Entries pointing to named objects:
--- Start ---
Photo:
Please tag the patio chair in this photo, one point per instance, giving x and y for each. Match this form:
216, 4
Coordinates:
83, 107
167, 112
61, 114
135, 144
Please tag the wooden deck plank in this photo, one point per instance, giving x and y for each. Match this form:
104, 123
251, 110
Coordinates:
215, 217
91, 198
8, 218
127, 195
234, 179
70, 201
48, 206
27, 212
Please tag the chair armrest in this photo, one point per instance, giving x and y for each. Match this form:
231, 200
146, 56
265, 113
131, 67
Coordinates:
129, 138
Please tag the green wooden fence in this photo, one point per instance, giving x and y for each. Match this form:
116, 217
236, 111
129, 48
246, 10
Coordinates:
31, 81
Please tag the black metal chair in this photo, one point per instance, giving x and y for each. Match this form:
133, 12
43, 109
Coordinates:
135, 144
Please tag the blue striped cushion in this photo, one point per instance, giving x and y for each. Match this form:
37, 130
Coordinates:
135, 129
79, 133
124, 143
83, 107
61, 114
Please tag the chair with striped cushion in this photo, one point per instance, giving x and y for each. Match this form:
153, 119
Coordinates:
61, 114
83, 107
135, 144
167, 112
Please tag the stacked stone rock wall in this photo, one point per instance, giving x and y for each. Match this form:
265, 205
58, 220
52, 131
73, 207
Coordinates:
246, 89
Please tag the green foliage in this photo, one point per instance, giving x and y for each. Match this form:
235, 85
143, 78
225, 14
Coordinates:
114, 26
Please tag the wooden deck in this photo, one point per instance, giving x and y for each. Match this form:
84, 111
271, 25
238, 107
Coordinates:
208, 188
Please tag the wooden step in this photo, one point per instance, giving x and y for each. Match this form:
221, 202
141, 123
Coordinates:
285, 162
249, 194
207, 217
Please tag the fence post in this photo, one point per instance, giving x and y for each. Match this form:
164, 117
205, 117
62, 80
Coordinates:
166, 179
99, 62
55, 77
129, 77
--- End ---
» Exercise brief: Convert every line of the material above into a Markdown table with two columns, Row and Line, giving each row a number and skipping blank lines.

» Output for this exercise:
| Row | Line |
|---|---|
| 1 | Photo: |
| 2 | Please tag the patio chair in this photo, one point per instance, giving x and y for each. Match this form: |
| 3 | 216, 4 |
| 4 | Coordinates: |
| 5 | 83, 107 |
| 6 | 167, 112 |
| 7 | 61, 114 |
| 8 | 135, 144 |
| 9 | Please tag the wooden deck plank in this photo, one point per instance, giving x and y for each. Match this form: |
| 10 | 104, 123 |
| 11 | 251, 110 |
| 12 | Coordinates: |
| 13 | 215, 217 |
| 14 | 91, 198 |
| 15 | 8, 218 |
| 16 | 127, 195 |
| 17 | 234, 179 |
| 18 | 70, 201 |
| 19 | 48, 206 |
| 20 | 27, 212 |
| 21 | Please tag the chair armrest in this photo, one point per instance, giving x and y for each. Match this form: |
| 22 | 231, 200 |
| 23 | 146, 56 |
| 24 | 265, 113 |
| 25 | 131, 67 |
| 26 | Coordinates: |
| 27 | 129, 138 |
| 28 | Please tag the green wooden fence in this photo, one point per instance, giving x and y for each. Match this form: |
| 29 | 116, 217 |
| 30 | 236, 111 |
| 31 | 129, 48 |
| 32 | 246, 10 |
| 33 | Coordinates: |
| 34 | 31, 81 |
| 35 | Please tag the black metal chair in this photo, one point per instance, giving x and y for each. Match this form: |
| 36 | 133, 12 |
| 37 | 43, 109 |
| 38 | Coordinates: |
| 39 | 135, 144 |
| 40 | Please tag the blue striped cushion in this photo, one point per instance, giving x and y for each. Match this form: |
| 41 | 37, 130 |
| 42 | Coordinates: |
| 43 | 135, 129 |
| 44 | 79, 133 |
| 45 | 124, 143 |
| 46 | 83, 107 |
| 47 | 61, 114 |
| 48 | Please tag the chair with striped cushion in this photo, one point per instance, giving x and y for each. Match this form: |
| 49 | 153, 119 |
| 50 | Coordinates: |
| 51 | 61, 114 |
| 52 | 83, 107 |
| 53 | 135, 144 |
| 54 | 167, 112 |
| 55 | Please tag the stacked stone rock wall in this photo, one point per instance, giving x and y for each. Match this form: |
| 56 | 265, 205 |
| 57 | 58, 220 |
| 58 | 52, 131 |
| 59 | 73, 207 |
| 60 | Coordinates: |
| 61 | 246, 89 |
| 62 | Please tag the green foliage in this photo, one point per instance, giving x and y for each. Match this form: |
| 63 | 235, 85 |
| 64 | 143, 78 |
| 65 | 225, 14 |
| 66 | Coordinates: |
| 67 | 114, 26 |
| 68 | Please tag the wooden deck in this photo, one point per instance, giving x and y for each. Match this form: |
| 69 | 84, 111 |
| 70 | 271, 25 |
| 71 | 238, 107 |
| 72 | Coordinates: |
| 73 | 208, 188 |
| 74 | Please tag the wooden step in this photo, one point per instance, giving x and y for each. Match this form: |
| 75 | 221, 202 |
| 76 | 141, 123 |
| 77 | Coordinates: |
| 78 | 285, 162 |
| 79 | 249, 194 |
| 80 | 207, 217 |
| 81 | Please tag the fence post in this photo, one point per instance, giving x and y for each. Match this form: |
| 82 | 164, 117 |
| 83 | 205, 117 |
| 84 | 62, 80 |
| 85 | Coordinates: |
| 86 | 166, 179 |
| 87 | 99, 62 |
| 88 | 55, 77 |
| 89 | 129, 77 |